(Extracted records)

━━━━━━

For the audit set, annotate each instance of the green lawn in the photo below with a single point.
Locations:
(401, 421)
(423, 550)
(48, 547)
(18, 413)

━━━━━━

[EXERCISE PROMPT]: Give the data back exactly as it stands.

[ANSWER BELOW]:
For the audit set, annotate each instance of the green lawn in the photo below with a single point.
Locations:
(401, 421)
(423, 550)
(48, 547)
(18, 413)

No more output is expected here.